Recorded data
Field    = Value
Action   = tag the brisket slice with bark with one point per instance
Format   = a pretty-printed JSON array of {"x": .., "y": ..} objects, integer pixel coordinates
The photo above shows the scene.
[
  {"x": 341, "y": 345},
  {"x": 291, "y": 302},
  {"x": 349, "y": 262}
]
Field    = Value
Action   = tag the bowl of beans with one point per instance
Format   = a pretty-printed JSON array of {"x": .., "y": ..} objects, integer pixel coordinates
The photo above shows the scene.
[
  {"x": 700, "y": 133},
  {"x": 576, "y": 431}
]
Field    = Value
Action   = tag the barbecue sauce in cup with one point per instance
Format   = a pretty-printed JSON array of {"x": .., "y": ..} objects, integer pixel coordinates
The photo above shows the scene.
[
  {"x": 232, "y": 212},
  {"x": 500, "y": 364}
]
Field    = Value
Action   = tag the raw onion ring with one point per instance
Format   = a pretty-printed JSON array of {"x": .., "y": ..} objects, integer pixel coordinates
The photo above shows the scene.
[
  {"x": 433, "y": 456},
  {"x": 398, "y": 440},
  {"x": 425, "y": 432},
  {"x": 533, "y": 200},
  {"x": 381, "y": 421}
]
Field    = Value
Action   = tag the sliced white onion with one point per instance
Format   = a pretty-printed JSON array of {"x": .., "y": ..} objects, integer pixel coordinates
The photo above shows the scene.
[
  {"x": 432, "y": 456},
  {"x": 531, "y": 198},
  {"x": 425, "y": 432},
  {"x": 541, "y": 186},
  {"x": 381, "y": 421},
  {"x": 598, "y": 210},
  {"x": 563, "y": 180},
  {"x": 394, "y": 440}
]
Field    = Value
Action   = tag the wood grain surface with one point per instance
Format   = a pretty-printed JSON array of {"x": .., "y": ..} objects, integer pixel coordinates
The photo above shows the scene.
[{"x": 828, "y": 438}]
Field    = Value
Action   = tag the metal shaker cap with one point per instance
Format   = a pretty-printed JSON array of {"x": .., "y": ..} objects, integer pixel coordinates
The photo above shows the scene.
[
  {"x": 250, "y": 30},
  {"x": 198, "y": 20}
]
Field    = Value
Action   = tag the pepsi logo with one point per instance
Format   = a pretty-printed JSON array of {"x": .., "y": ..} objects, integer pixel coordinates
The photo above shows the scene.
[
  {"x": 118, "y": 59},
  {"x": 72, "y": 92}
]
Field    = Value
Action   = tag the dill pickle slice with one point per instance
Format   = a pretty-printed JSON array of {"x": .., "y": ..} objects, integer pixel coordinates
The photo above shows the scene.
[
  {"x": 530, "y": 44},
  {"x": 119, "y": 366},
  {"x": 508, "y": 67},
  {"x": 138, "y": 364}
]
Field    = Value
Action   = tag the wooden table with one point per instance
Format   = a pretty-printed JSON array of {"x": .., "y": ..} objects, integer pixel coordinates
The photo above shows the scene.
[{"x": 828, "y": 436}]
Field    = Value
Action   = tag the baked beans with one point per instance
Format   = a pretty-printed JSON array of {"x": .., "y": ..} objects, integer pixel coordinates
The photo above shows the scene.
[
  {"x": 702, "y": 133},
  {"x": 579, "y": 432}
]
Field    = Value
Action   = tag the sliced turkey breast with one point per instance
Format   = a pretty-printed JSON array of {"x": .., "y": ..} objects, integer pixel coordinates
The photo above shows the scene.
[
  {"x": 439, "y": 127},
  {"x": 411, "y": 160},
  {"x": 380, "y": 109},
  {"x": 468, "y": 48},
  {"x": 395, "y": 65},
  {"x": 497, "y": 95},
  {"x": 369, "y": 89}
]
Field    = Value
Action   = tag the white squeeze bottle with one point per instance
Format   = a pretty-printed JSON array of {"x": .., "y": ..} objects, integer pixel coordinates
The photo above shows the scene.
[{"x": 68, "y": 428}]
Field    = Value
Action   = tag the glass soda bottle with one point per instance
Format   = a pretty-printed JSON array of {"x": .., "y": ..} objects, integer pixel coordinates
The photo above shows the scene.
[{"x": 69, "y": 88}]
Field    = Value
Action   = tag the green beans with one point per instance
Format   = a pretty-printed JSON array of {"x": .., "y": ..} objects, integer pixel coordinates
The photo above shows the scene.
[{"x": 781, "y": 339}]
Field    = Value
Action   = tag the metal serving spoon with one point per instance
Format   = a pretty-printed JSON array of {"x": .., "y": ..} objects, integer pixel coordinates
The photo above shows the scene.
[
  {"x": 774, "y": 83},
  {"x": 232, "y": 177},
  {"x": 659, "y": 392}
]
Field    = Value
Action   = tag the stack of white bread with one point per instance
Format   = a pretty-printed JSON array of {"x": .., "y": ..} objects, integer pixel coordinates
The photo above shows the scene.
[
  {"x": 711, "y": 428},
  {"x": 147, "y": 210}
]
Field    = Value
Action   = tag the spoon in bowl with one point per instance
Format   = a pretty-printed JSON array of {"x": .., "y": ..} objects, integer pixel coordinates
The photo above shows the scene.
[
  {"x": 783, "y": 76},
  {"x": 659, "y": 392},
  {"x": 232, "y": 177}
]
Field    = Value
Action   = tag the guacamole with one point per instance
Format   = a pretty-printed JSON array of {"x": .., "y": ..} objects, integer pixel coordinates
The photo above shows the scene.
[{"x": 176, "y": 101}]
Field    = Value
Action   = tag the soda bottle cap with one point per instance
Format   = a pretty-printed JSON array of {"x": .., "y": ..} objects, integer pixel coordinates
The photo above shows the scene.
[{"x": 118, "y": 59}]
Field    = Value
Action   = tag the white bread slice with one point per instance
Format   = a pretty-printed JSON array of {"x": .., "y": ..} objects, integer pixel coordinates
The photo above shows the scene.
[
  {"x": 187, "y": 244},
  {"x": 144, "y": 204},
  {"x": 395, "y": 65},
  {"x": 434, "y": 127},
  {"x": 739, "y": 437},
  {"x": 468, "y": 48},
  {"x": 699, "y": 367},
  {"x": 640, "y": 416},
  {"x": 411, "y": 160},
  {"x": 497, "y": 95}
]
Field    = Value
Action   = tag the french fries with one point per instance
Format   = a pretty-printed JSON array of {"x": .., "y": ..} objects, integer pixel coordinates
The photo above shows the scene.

Brief => Tally the lines of the material above: how many contain the string "bowl"? Reply with the number alone.

Answer to this task => 2